-- THE DATA --
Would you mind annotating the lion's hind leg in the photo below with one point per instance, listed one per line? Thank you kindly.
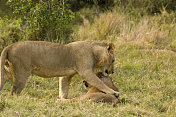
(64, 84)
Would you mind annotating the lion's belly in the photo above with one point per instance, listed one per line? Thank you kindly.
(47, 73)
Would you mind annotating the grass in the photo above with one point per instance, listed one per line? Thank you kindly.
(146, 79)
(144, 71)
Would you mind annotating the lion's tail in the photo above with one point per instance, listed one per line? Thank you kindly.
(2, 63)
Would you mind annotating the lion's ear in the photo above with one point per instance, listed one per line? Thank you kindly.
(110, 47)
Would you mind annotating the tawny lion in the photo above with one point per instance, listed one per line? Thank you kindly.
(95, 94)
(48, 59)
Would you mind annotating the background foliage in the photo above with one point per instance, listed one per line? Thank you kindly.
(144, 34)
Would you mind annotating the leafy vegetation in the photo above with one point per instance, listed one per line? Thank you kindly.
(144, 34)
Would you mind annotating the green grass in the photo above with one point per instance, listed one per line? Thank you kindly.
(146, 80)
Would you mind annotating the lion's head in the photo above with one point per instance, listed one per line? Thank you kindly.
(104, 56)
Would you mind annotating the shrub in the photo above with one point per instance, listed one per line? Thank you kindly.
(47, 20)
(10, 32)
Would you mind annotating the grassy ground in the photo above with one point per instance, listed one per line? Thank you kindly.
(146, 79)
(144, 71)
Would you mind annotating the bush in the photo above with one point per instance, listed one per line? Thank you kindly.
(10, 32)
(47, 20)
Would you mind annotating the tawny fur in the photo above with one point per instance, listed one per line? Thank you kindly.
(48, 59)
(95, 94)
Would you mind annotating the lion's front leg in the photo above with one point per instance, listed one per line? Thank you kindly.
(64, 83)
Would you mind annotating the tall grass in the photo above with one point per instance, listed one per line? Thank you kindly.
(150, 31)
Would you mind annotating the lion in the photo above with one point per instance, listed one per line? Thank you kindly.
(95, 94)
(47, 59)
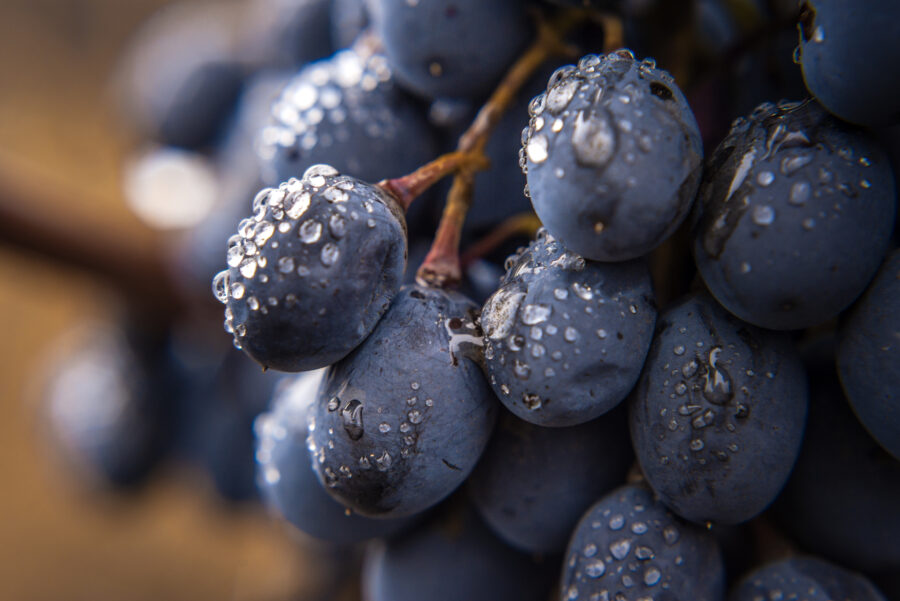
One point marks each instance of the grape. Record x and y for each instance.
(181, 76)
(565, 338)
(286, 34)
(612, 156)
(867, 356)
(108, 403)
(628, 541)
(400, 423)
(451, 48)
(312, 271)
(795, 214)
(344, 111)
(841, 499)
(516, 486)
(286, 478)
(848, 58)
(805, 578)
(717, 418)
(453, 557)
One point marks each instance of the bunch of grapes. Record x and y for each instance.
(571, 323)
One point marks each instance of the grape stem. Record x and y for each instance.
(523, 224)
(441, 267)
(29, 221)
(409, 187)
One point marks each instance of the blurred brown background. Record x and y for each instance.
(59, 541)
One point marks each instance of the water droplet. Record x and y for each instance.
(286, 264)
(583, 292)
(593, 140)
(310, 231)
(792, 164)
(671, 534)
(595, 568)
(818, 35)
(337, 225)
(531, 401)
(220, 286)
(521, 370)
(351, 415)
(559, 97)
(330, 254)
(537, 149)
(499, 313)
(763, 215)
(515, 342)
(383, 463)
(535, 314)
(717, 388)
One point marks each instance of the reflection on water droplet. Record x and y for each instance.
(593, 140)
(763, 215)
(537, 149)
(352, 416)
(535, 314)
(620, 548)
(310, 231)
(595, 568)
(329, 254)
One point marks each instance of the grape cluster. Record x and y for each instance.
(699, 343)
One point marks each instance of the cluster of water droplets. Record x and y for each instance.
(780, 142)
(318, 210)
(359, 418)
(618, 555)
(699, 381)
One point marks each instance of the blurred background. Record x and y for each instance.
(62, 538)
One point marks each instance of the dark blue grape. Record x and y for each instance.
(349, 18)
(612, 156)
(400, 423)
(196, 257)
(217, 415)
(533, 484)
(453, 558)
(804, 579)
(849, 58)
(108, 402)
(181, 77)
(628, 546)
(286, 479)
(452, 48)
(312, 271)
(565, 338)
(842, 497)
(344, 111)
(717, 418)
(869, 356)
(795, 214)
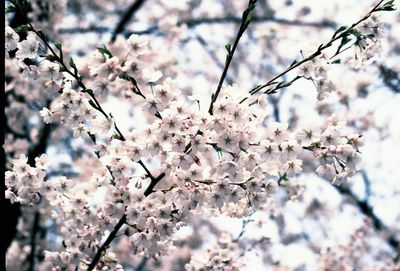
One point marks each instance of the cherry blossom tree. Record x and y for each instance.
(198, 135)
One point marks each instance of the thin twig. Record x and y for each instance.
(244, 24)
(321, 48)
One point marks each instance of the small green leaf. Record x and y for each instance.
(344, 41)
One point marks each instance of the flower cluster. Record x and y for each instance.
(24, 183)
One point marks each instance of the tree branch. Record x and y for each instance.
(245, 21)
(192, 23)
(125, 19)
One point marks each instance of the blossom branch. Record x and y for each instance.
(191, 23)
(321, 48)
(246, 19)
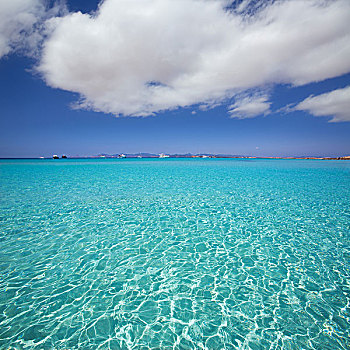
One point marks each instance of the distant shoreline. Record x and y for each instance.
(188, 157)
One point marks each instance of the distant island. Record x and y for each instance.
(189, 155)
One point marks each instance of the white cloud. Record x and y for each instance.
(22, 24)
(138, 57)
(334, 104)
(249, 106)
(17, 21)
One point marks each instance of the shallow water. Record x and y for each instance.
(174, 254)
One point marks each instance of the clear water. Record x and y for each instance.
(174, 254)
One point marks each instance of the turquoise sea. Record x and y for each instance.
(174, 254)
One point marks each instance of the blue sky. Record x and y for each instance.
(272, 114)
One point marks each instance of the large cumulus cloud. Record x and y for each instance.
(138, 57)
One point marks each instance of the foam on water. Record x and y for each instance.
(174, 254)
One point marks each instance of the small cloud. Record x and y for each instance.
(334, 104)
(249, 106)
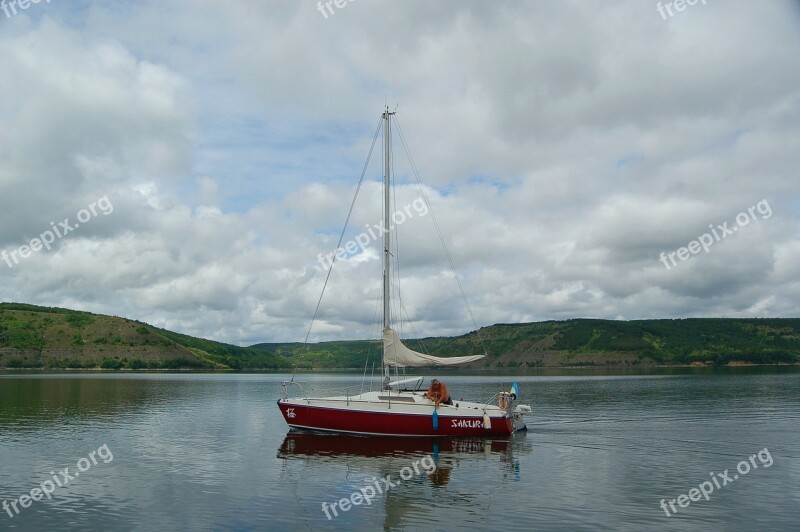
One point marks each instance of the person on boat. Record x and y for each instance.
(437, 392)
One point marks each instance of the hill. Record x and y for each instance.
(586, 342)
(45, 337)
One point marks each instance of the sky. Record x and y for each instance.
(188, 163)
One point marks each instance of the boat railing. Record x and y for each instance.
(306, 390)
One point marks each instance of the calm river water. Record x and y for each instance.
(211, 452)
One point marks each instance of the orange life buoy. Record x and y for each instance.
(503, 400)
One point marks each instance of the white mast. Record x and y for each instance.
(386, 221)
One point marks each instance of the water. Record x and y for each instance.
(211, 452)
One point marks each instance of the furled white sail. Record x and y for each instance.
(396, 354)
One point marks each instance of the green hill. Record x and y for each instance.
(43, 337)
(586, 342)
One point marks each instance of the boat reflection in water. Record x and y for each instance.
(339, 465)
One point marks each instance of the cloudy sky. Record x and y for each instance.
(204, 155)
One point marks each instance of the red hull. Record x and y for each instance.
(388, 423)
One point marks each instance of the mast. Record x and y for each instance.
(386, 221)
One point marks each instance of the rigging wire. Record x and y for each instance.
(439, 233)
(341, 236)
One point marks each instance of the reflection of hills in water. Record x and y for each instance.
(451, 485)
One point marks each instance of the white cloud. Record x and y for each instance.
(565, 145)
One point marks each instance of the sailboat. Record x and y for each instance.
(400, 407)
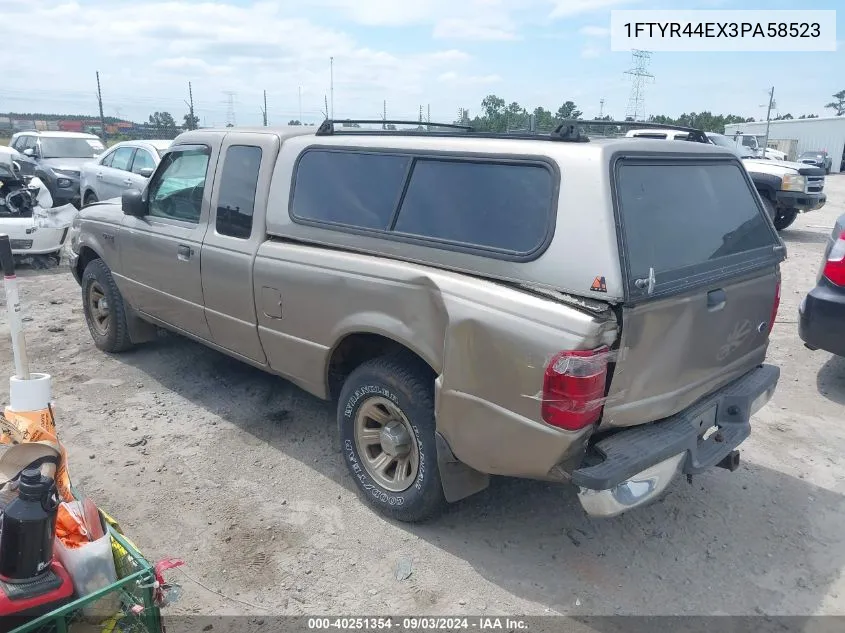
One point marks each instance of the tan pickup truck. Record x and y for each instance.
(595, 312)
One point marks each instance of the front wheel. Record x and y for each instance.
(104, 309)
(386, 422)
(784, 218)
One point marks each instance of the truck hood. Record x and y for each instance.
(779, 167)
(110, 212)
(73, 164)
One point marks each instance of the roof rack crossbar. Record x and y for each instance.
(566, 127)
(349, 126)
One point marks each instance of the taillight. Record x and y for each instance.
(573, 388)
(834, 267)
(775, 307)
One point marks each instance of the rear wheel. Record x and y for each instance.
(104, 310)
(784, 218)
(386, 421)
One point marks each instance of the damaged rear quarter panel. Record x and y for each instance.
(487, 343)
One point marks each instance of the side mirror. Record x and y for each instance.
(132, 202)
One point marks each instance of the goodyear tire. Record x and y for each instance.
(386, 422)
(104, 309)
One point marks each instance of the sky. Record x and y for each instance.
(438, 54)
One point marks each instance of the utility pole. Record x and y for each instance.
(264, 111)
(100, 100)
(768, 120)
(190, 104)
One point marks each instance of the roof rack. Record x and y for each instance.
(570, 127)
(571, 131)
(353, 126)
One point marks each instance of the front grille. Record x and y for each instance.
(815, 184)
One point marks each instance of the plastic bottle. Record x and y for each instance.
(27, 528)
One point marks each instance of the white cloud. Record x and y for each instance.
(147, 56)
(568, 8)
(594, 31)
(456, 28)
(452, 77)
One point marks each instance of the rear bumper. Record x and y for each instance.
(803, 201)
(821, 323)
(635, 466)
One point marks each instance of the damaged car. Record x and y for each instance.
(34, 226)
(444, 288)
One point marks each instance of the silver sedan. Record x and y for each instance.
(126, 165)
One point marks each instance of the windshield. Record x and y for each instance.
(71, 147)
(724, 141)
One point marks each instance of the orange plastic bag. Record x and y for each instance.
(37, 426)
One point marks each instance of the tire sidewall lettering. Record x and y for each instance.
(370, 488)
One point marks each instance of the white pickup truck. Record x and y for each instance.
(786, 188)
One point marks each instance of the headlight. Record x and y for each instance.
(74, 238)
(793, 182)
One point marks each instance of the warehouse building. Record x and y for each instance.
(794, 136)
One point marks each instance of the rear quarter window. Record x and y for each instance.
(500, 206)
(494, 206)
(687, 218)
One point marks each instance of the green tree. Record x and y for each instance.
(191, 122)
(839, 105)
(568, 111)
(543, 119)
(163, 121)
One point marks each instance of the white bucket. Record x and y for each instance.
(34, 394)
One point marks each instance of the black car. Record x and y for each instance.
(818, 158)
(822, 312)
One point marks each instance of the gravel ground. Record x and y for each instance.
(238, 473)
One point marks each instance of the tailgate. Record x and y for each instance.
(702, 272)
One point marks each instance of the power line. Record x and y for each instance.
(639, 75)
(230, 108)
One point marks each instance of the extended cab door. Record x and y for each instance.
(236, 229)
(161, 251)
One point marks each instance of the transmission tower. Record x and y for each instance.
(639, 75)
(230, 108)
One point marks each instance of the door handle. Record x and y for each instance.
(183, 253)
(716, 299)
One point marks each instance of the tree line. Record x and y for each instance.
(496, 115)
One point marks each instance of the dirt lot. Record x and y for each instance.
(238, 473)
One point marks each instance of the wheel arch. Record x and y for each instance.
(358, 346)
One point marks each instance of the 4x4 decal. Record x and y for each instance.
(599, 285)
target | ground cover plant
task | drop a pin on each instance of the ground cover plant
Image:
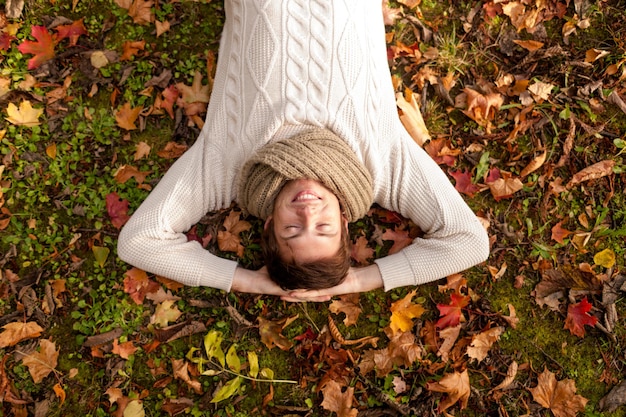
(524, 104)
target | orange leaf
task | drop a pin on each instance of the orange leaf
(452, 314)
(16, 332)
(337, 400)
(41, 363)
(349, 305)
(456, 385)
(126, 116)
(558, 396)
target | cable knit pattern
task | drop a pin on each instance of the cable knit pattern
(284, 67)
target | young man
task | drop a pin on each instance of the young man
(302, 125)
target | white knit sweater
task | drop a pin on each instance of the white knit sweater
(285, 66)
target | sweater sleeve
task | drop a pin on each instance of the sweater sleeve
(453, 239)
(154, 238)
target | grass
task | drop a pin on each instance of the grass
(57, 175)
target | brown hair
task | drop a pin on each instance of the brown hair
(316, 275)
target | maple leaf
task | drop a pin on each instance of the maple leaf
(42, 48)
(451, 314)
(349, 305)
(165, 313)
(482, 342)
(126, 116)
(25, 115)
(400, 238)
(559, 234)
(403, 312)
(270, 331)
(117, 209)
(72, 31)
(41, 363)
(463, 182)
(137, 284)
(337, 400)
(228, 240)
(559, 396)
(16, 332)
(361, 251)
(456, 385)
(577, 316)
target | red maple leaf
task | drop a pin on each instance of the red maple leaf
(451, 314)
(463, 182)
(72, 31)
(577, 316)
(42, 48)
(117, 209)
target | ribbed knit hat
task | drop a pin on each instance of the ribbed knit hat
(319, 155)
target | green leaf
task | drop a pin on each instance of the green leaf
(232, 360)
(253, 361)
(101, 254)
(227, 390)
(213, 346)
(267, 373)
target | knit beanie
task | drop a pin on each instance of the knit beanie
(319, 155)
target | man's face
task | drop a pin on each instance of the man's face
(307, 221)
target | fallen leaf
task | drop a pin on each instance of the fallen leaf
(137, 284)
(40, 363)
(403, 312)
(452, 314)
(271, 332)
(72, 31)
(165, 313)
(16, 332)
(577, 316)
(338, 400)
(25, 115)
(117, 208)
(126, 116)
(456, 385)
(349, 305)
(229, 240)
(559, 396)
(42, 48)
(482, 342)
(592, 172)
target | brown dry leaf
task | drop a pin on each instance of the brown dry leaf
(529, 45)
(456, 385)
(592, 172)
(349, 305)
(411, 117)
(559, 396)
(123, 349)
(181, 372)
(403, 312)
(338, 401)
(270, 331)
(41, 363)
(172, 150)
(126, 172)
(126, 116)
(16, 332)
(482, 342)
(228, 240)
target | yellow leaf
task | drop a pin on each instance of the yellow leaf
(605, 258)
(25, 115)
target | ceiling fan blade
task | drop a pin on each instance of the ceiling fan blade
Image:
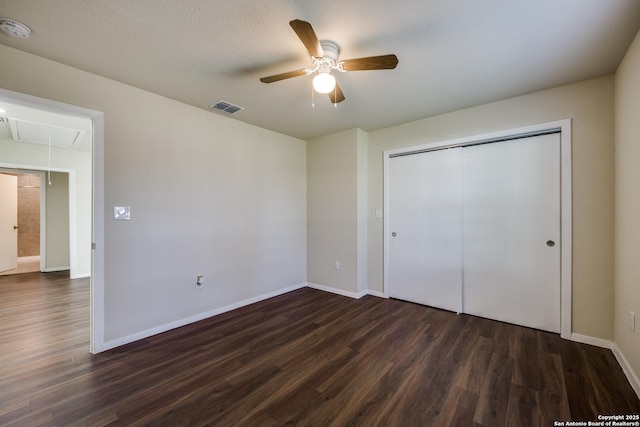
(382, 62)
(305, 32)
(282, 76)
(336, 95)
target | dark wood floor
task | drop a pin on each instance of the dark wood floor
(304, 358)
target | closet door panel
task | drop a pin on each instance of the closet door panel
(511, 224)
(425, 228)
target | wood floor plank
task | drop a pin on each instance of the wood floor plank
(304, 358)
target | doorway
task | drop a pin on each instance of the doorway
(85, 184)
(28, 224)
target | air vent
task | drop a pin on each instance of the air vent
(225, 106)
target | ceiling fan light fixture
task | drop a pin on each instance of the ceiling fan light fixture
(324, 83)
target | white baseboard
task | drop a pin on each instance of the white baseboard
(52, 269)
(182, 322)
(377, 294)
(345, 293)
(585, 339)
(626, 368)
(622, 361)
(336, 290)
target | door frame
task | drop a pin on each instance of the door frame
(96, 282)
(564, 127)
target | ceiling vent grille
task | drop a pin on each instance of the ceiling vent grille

-- WHAT IS BEING ASKED --
Which lines of the data include "plant"? Copy each of them.

-- COMPLETED TASK --
target | ground cover plant
task | drop a pin on each instance of the ground cover plant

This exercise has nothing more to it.